INSTRUCTIONS FOR THE TASK: Retype the tail of the data exactly, starting at the line containing "Please spot the wicker" and stopping at the last line.

◇ ◇ ◇ ◇

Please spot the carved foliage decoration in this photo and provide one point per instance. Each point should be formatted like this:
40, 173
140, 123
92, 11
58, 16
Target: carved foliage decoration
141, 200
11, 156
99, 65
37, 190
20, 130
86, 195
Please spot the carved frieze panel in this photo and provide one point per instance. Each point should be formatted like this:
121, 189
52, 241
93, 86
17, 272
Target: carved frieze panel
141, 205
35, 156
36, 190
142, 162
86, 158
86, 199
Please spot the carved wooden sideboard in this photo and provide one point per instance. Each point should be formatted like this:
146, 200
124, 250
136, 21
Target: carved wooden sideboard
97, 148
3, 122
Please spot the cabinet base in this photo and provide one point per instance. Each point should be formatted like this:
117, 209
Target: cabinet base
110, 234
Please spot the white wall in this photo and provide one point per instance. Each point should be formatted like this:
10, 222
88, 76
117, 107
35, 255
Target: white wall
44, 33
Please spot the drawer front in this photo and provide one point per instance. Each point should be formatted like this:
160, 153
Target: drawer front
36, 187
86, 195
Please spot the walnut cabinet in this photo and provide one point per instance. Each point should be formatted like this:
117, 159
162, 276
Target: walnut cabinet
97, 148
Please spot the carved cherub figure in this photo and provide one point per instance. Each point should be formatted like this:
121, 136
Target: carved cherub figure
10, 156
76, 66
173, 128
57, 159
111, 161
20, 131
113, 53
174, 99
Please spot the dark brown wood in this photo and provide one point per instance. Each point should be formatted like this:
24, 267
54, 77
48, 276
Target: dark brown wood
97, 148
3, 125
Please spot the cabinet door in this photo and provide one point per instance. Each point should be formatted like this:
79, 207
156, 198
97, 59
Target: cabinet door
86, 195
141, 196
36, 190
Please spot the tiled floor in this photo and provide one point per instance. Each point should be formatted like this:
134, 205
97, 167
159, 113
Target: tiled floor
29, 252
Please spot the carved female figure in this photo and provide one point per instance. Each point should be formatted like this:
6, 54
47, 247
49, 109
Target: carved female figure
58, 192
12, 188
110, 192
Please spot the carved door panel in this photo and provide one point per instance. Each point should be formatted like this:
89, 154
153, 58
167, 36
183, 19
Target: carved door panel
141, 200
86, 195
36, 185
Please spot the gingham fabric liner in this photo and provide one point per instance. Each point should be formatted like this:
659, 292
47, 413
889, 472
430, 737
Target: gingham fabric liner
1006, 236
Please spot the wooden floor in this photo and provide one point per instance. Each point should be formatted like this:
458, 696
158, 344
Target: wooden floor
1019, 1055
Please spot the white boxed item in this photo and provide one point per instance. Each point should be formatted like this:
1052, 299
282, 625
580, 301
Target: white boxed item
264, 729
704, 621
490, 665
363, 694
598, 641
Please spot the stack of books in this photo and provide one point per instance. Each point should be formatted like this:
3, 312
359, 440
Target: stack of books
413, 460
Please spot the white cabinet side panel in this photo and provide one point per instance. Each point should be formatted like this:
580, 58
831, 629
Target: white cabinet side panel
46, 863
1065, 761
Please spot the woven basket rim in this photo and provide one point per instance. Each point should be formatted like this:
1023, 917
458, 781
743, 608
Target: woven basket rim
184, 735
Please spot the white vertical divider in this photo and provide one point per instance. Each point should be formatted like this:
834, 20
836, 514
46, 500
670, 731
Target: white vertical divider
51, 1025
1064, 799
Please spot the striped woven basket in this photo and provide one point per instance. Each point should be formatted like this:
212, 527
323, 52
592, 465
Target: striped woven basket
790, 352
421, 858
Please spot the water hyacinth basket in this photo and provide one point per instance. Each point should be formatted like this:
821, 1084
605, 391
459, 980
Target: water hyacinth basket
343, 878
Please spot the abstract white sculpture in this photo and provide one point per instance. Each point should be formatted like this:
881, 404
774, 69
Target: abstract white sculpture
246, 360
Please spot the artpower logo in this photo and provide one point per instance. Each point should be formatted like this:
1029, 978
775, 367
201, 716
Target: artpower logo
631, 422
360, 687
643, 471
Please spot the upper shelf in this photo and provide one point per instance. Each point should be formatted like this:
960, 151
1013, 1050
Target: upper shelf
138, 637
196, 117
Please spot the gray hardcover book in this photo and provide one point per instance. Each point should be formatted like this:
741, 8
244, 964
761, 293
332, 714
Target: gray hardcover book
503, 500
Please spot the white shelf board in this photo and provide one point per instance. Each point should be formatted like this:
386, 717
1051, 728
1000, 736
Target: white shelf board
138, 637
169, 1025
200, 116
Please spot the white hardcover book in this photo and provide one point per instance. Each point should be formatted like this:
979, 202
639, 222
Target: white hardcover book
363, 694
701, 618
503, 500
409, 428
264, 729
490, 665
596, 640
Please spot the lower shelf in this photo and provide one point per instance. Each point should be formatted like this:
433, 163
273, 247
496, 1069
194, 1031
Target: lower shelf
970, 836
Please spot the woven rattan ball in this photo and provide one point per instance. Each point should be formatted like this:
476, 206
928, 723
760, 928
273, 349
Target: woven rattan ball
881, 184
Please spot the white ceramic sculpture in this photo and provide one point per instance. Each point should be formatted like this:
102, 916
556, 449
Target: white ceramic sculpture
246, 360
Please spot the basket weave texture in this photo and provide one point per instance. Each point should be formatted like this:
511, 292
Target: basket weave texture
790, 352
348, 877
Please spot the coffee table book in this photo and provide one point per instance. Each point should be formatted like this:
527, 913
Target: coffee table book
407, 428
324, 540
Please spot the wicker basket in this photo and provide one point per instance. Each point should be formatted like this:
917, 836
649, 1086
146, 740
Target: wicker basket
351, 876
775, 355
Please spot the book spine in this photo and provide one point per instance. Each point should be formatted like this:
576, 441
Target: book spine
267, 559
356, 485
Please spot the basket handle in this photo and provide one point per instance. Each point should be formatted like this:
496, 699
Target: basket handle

◇ ◇ ◇ ◇

RESPONSE:
Please spot the wicker basket in this photo and provide one point per instance. Each point should be formatted like this:
917, 836
649, 1086
146, 740
Target: wicker basket
351, 876
775, 355
Please spot the book spine in this photo and provide one point per instance. Each point should be formatted like this:
576, 441
Target: book spine
267, 559
356, 485
Please spot the basket handle in this photo and provide one point per instance. Each point should be formatted like this:
496, 699
Target: basket handle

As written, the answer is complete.